_Work request_:
What lines in the listing below hold the string "track"? Please copy them out.

_Information supplied_:
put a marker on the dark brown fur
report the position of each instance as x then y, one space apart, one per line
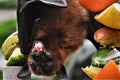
62 31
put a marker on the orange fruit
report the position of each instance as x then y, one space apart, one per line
96 5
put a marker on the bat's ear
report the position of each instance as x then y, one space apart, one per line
24 73
60 3
62 74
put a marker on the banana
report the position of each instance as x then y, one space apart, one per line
10 44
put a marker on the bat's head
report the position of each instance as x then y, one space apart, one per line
41 62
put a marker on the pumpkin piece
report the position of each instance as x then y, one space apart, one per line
110 17
96 5
109 72
107 37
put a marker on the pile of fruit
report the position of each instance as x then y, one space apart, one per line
105 63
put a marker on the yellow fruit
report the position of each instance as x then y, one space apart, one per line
9 45
92 71
110 17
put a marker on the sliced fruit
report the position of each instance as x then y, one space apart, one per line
96 5
9 45
107 37
109 72
91 71
110 17
17 58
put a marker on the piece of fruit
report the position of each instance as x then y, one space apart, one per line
103 55
9 45
17 58
91 71
107 37
110 17
96 5
109 72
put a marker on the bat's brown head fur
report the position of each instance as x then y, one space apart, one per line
60 31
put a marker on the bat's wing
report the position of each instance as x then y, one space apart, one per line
26 16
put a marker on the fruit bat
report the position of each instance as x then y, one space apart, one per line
49 31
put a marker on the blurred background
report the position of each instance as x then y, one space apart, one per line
82 58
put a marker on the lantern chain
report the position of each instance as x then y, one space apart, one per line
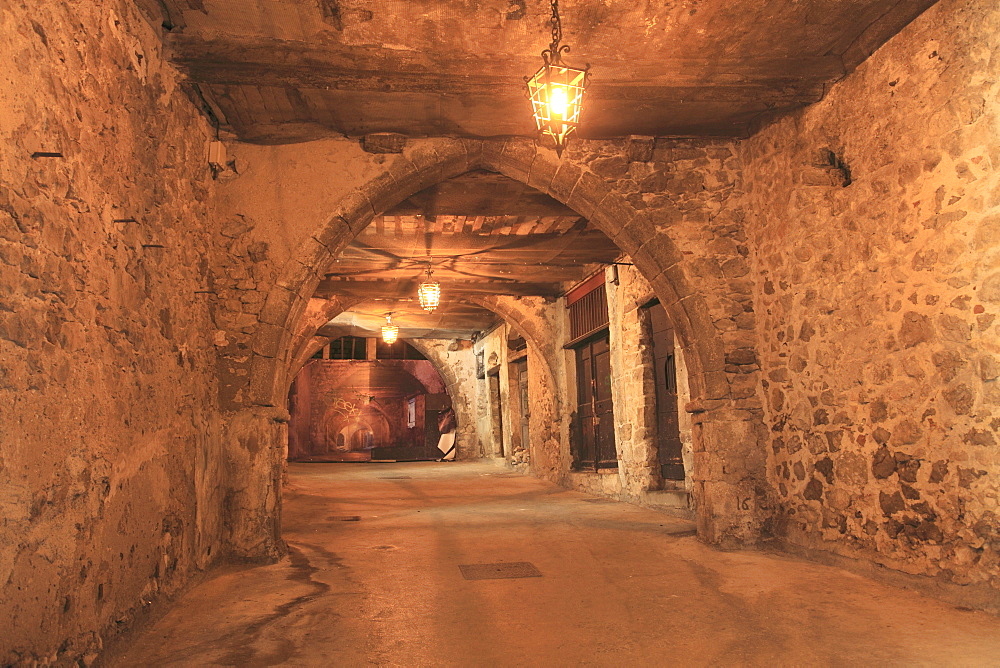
556 27
553 54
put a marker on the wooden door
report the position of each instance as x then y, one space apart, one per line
497 414
522 383
668 435
595 447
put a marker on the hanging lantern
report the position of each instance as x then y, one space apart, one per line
556 90
390 332
429 292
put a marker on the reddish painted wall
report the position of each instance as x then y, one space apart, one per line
333 397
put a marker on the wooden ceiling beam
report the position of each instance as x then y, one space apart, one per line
269 62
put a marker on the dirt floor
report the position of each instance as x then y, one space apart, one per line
373 577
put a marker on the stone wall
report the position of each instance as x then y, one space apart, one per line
331 402
111 455
876 256
669 205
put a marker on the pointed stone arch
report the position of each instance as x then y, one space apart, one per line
730 487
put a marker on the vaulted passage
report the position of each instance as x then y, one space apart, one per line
262 260
382 571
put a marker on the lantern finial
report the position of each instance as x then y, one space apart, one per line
556 90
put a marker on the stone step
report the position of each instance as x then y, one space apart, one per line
669 498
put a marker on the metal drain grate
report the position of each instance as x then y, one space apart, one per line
501 571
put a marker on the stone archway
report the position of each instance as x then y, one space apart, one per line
730 484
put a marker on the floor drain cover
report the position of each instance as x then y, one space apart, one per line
514 569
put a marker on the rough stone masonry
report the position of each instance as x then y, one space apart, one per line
833 280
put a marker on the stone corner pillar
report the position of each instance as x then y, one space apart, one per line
256 438
730 490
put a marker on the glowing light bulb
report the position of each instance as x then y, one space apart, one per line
558 101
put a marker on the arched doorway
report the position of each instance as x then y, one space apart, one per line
726 430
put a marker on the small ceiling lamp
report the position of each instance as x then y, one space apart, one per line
390 332
429 292
556 90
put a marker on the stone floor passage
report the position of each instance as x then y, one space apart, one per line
619 588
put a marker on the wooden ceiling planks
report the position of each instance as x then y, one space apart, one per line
283 73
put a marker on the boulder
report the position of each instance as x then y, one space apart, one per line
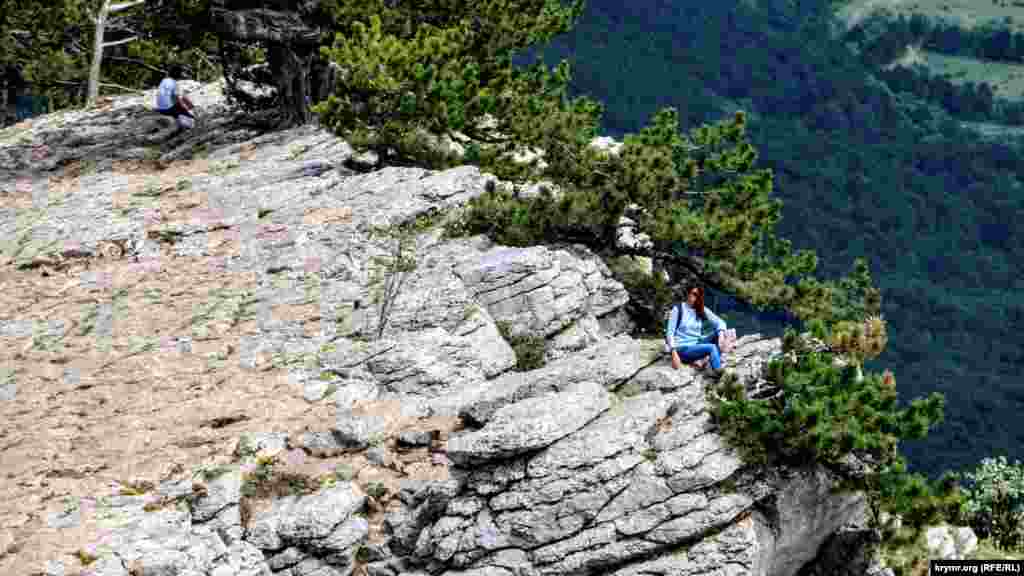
530 424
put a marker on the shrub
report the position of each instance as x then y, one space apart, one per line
827 413
994 502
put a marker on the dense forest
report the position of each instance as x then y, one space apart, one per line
865 166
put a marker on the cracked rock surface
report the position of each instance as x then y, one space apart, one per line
204 382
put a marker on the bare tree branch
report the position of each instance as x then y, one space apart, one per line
119 42
125 6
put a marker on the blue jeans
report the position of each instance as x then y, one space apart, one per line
707 345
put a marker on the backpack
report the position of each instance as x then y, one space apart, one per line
726 339
679 318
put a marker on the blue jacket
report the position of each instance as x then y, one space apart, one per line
690 328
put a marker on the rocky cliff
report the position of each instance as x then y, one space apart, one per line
214 366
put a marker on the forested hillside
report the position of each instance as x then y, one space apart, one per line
862 169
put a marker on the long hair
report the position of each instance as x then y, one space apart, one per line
698 304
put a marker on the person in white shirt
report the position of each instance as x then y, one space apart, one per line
685 336
170 100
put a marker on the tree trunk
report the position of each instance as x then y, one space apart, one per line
291 73
97 55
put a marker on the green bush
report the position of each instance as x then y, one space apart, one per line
827 413
994 502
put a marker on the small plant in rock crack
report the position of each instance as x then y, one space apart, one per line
85 558
152 190
224 167
267 482
210 474
344 471
297 151
136 488
376 490
245 449
528 348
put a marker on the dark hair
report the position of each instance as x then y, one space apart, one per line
697 305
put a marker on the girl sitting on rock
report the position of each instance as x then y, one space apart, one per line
684 332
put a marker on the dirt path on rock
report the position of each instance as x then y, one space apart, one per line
98 389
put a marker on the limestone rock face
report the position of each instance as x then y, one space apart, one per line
604 460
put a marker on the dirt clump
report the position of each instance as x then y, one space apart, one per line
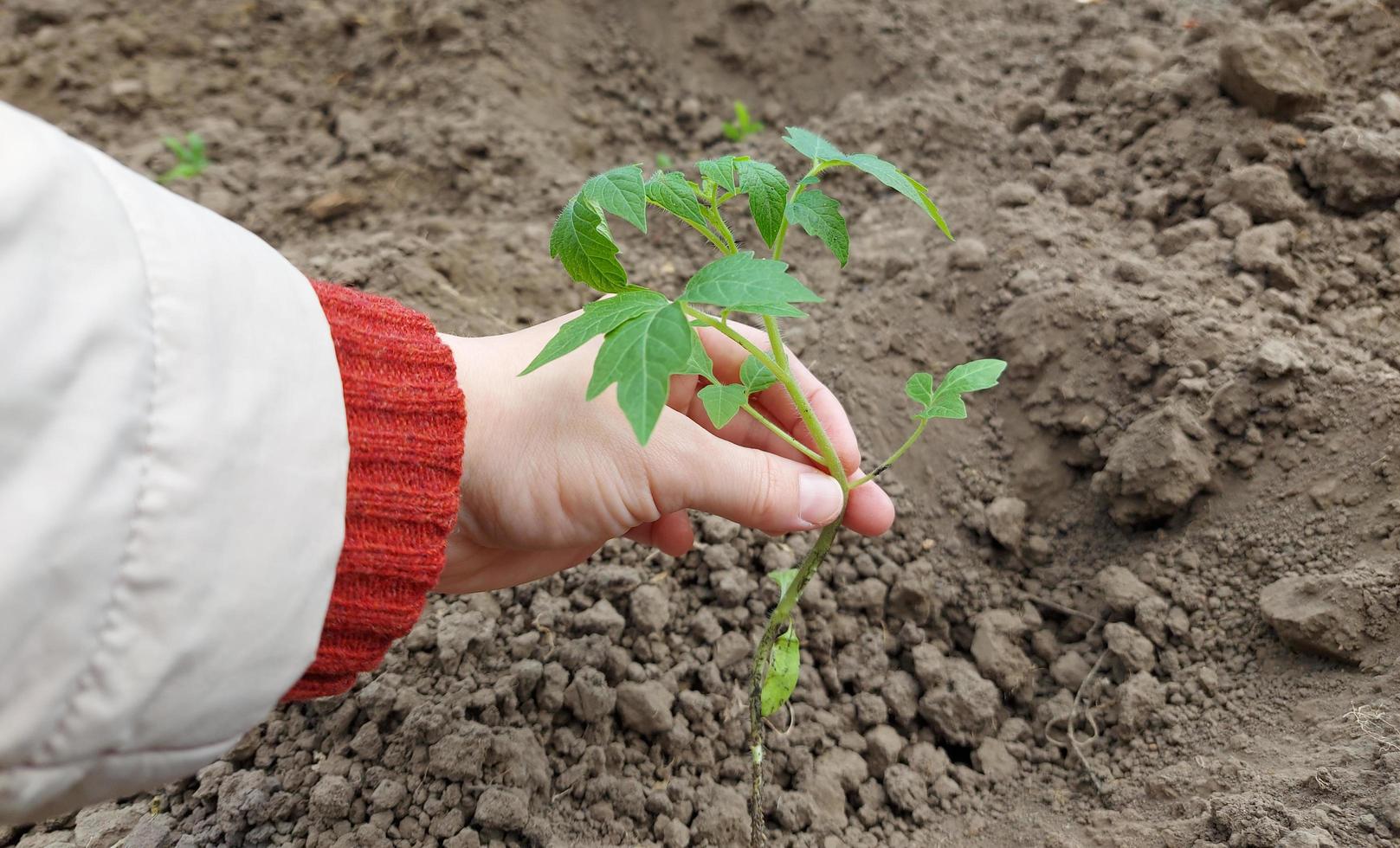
1177 226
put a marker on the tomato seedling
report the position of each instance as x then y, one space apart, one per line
648 337
742 126
190 158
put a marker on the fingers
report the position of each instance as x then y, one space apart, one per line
728 357
869 511
672 533
753 487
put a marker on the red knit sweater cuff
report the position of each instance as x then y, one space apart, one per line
406 416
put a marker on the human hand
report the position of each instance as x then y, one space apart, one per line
548 476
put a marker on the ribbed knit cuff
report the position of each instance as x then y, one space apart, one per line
406 417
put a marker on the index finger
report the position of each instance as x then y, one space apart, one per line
728 357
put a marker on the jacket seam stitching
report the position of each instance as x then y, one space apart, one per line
83 682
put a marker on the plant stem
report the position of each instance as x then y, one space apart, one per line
783 434
882 466
784 376
713 215
705 231
760 668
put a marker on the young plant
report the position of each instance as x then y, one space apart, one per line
190 158
741 127
648 337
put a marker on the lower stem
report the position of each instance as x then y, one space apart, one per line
760 666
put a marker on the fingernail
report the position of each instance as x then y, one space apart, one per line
819 498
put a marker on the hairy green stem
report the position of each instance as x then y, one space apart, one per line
760 668
783 434
803 406
705 231
894 457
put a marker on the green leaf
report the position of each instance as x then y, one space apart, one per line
783 578
742 283
784 661
719 171
811 145
699 362
973 376
723 403
821 217
920 388
946 402
598 318
899 181
642 356
584 247
672 192
619 192
767 196
755 376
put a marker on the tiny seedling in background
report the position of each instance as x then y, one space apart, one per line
190 158
650 337
741 127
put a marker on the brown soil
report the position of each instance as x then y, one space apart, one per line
1198 297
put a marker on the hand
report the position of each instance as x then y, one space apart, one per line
548 478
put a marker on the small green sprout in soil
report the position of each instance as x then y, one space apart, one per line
650 337
741 127
190 158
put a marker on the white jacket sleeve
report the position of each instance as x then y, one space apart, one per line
172 478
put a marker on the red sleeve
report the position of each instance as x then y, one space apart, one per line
406 417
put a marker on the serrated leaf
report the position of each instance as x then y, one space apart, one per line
973 376
672 192
767 196
598 318
784 661
719 171
723 403
742 283
642 356
811 145
583 245
699 362
755 376
920 388
899 181
946 402
783 578
619 192
821 217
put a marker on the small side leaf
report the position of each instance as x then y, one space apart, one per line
767 196
719 171
672 192
742 283
723 403
619 192
946 402
782 679
756 376
821 217
598 318
899 181
642 356
920 388
700 362
811 145
783 578
581 242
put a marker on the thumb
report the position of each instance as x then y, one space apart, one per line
756 489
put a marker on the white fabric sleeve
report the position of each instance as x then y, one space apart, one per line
172 478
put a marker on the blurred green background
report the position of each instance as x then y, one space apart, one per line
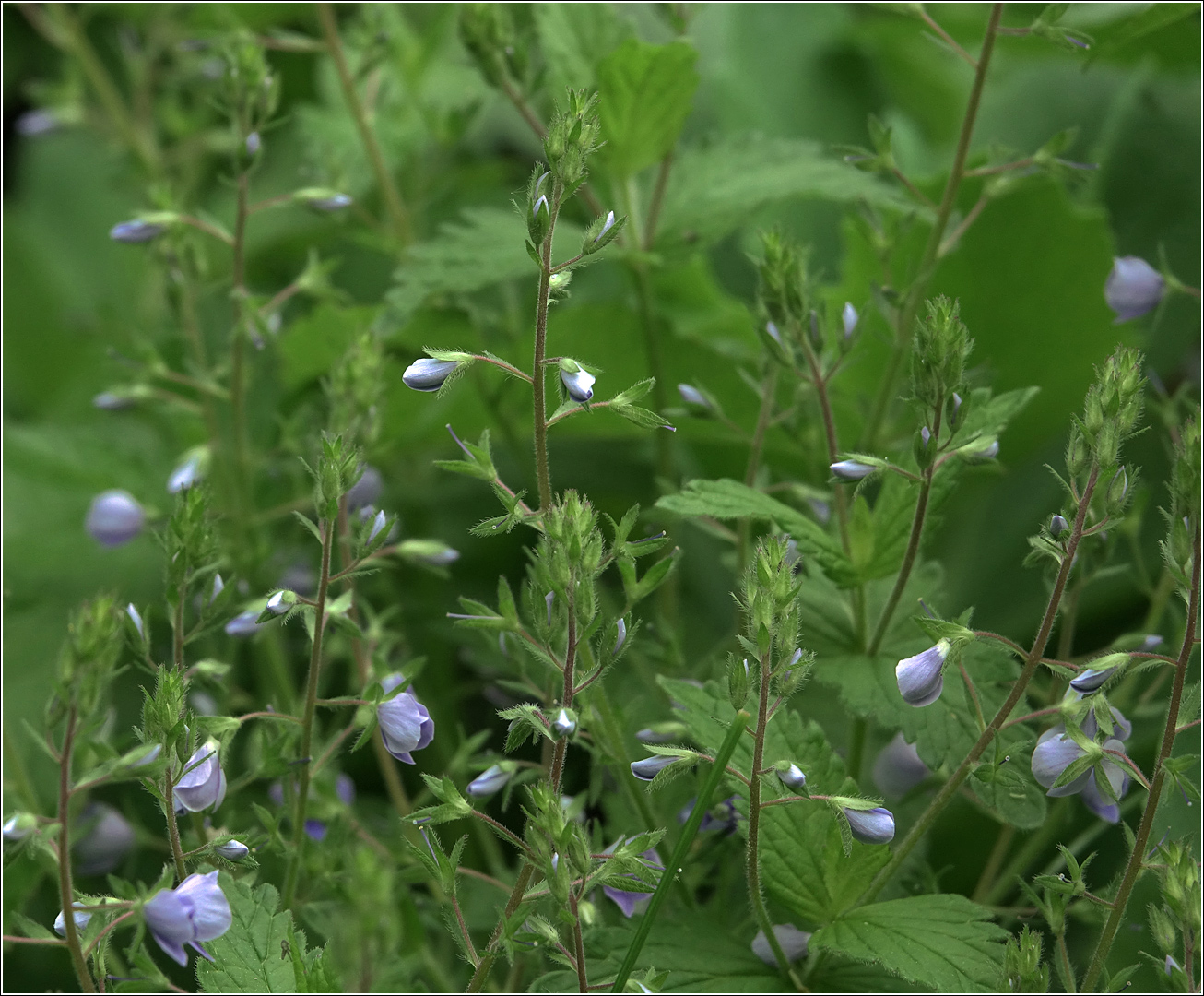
1028 275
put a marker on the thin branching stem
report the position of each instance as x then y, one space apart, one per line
1032 660
1133 869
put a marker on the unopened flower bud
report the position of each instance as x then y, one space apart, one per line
133 232
850 469
136 619
378 524
606 227
793 777
1133 288
60 924
849 317
793 942
920 677
1055 753
578 382
870 826
649 767
232 850
898 768
491 779
114 518
280 602
428 374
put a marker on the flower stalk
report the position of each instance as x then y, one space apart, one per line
931 249
1032 658
66 892
1133 869
302 798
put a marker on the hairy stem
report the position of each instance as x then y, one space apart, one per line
302 799
578 945
735 733
913 546
912 303
66 893
177 853
538 378
397 217
1031 662
490 955
754 839
1133 869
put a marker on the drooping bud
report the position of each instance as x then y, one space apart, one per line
578 382
428 374
870 826
920 677
793 942
1092 678
134 232
378 524
280 602
491 779
620 634
849 317
114 518
405 725
649 767
232 850
1055 753
565 724
692 397
898 768
850 469
136 619
1133 288
793 777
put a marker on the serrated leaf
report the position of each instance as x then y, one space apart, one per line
252 955
803 861
645 90
728 499
944 941
484 247
715 190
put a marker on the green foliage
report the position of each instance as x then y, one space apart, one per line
645 95
262 952
945 941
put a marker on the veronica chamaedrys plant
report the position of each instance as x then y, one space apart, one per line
114 518
194 912
1133 288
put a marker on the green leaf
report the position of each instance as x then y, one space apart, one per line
256 954
803 862
943 941
480 249
313 345
714 190
645 90
728 499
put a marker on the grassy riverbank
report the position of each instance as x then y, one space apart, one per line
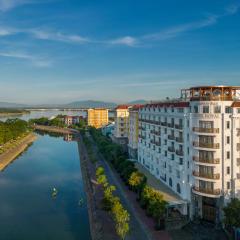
4 112
14 148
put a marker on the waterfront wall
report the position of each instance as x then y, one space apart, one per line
94 219
7 157
55 129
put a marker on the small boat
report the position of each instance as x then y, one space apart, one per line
54 192
81 202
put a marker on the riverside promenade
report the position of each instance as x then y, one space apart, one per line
55 129
10 155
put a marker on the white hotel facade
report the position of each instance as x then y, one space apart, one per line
193 146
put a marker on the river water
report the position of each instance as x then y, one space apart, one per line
27 209
46 113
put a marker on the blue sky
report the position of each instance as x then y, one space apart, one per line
58 51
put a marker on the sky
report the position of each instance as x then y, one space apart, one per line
59 51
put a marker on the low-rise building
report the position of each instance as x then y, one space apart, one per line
108 129
70 120
121 119
97 117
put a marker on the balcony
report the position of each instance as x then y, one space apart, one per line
171 149
179 126
213 176
206 145
207 190
141 136
171 137
179 139
206 130
179 152
206 160
238 162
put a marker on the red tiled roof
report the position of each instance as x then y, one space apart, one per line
236 104
123 106
169 104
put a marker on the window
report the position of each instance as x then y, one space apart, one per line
205 109
217 109
170 182
195 109
228 110
178 188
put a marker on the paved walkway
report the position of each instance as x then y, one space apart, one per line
138 229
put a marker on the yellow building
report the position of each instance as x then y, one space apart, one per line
97 117
133 131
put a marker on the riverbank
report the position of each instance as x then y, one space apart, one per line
13 114
55 129
7 157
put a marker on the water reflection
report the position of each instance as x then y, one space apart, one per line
27 210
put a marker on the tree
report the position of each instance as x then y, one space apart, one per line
232 213
137 182
122 218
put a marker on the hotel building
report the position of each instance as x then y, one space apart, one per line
97 117
121 130
192 145
133 131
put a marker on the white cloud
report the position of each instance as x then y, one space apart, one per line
128 41
35 61
58 36
6 5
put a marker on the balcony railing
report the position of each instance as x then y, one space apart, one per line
171 149
206 145
171 125
238 161
179 126
215 176
179 139
206 160
141 136
206 130
207 190
179 152
171 137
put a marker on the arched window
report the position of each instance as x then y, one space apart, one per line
170 182
178 188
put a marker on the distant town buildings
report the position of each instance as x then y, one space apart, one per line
97 117
70 120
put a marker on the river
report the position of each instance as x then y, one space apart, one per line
45 113
27 209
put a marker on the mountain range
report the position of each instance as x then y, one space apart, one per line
76 104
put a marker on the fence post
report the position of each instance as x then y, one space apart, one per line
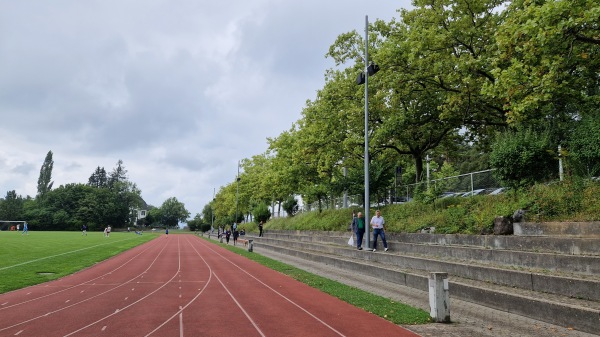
439 297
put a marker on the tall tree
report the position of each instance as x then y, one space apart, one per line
548 60
11 207
173 212
118 175
45 180
99 178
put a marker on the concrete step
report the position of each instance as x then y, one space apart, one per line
584 287
476 251
579 314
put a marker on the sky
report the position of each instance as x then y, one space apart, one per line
179 90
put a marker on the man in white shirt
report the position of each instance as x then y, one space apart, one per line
377 223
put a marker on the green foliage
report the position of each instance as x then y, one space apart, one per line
584 147
196 223
45 179
12 207
261 212
522 158
572 200
559 199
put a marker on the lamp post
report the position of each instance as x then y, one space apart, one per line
363 78
237 193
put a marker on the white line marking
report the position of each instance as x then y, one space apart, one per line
181 325
51 256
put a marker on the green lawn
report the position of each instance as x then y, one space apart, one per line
39 257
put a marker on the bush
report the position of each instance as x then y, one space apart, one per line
261 212
523 158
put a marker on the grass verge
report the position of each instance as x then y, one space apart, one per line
395 312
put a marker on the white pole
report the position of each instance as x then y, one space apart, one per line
367 201
560 170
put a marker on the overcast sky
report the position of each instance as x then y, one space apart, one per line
179 90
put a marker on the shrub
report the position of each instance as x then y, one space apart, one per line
523 158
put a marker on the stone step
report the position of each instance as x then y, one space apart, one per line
585 287
567 245
559 310
572 229
579 266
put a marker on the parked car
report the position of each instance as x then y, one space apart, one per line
474 192
498 191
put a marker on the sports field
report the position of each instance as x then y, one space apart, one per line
173 285
44 256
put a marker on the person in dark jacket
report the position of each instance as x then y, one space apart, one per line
358 227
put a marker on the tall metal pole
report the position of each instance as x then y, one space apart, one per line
237 192
367 201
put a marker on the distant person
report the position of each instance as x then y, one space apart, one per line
358 227
25 229
377 223
236 234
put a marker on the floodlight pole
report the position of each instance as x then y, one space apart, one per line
367 201
237 193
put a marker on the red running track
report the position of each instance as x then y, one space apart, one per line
182 286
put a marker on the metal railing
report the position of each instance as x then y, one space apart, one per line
473 182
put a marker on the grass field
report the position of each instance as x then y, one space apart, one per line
39 257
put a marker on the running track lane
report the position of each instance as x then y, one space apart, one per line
182 286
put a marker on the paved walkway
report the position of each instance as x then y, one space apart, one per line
469 319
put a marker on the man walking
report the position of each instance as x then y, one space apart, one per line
358 226
377 223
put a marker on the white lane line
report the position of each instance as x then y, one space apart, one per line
85 300
81 284
133 303
52 256
181 325
278 293
200 292
240 306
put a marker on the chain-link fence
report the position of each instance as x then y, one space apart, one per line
474 183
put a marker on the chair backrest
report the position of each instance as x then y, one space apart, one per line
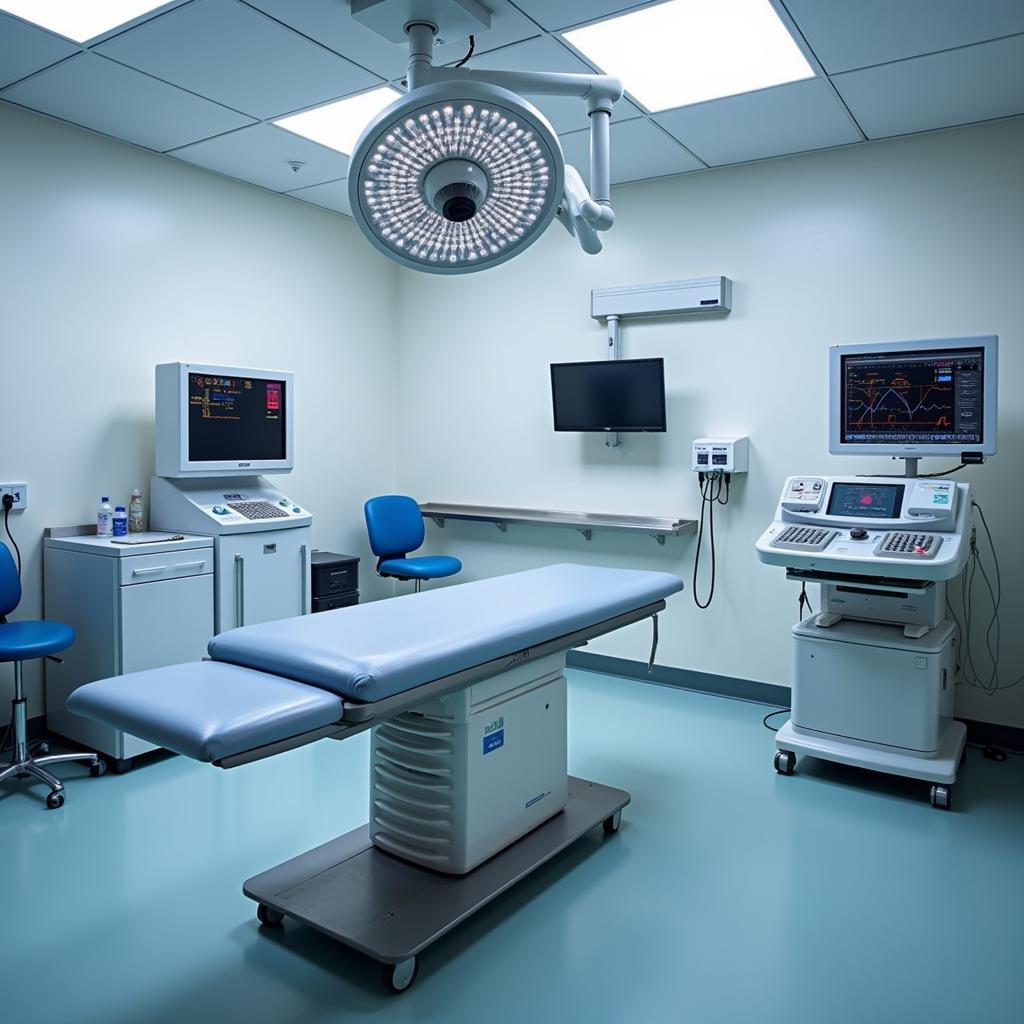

_Expected answer_:
put a marker on the red running track
put a marker on the running track lane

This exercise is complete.